──────── Selected text

You are viewing a plain text version of this content. The canonical link for it is here.
Posted to solr-user@lucene.apache.org by Koji Sekiguchi <ko...@r.email.ne.jp> on 2010/12/04 12:40:05 UTC

Re: Problem with DIH delta-import delete.

(10/11/17 20:18), Matti Oinas wrote:
> Solr does not delete documents from index although delta-import says
> it has deleted n documents from index. I'm using version 1.4.1.
>
> The schema looks like
>
>   <fields>
>      <field name="uuid" type="string" indexed="true" stored="true"
> required="true" />
>      <field name="type" type="int" indexed="true" stored="true"
> required="true" />
>      <field name="blog_id" type="int" indexed="true" stored="true" />
>      <field name="entry_id" type="int" indexed="false" stored="true" />
>      <field name="content" type="textgen" indexed="true" stored="true" />
>   </fields>
>   <uniqueKey>uuid</uniqueKey>
>
>
> Relevant fields from database tables:
>
> TABLE: blogs and entries both have
>
>    Field: id
>     Type: int(11)

────────────────
──────── Dataset

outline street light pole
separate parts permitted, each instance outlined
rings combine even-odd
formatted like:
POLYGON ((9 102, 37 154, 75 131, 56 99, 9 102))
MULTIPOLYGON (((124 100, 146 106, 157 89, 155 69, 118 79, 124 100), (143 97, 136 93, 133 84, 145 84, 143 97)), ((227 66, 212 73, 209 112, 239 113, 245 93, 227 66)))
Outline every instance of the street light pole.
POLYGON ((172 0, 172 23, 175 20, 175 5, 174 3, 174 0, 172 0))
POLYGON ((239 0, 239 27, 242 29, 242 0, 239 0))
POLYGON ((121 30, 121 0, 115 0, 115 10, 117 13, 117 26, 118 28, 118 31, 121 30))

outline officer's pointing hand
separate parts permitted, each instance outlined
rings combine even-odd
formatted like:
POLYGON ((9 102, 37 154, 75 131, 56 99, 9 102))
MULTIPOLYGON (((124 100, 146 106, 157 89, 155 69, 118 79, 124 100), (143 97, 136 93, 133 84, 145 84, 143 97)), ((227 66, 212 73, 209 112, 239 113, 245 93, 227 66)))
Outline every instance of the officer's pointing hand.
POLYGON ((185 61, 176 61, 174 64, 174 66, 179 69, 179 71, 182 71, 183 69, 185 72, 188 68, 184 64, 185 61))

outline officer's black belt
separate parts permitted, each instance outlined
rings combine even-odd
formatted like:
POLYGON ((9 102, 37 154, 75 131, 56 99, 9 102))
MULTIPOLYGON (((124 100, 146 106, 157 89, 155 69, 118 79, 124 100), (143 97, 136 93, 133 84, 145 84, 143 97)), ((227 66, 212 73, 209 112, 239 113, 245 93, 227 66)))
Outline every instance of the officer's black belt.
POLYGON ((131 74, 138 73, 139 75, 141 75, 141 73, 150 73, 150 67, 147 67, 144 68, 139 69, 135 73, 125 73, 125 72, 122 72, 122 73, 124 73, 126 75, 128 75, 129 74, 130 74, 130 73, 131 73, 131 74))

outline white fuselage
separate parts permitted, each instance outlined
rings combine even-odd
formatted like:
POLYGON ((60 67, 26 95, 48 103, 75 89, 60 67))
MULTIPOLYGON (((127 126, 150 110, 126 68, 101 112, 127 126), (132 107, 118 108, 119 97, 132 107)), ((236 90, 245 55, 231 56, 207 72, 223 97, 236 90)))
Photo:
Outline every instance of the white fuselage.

────────────────
──────── Dataset

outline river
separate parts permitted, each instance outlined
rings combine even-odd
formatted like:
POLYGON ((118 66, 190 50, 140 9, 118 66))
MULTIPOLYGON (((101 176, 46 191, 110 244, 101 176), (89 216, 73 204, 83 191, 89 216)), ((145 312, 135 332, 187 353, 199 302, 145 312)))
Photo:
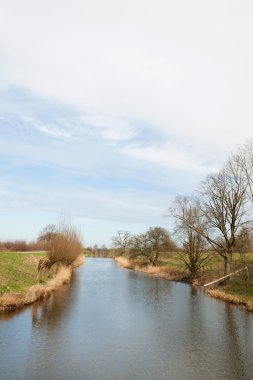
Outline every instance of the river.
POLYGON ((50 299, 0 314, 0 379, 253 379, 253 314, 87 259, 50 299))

────────────────
──────── Dataset

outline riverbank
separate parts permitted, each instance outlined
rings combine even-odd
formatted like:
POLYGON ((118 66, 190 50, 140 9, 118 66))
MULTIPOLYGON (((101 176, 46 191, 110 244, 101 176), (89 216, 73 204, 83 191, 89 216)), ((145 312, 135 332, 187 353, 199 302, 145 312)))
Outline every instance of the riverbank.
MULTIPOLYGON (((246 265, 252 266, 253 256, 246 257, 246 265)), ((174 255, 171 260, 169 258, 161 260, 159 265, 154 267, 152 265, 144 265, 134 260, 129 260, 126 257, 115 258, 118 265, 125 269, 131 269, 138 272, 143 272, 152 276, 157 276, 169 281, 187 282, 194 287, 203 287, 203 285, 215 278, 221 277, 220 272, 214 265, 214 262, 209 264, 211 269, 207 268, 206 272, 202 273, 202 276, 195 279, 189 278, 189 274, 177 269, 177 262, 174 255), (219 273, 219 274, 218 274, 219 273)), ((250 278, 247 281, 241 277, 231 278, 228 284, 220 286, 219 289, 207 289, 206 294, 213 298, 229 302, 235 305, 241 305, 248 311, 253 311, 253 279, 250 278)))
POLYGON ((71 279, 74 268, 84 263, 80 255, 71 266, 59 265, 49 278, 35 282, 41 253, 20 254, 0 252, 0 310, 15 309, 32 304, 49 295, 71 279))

────────────────

What to work on: In the post about the Solr delta-import delete problem, which field does the schema set as the uniqueKey?

Finished task: The uuid field.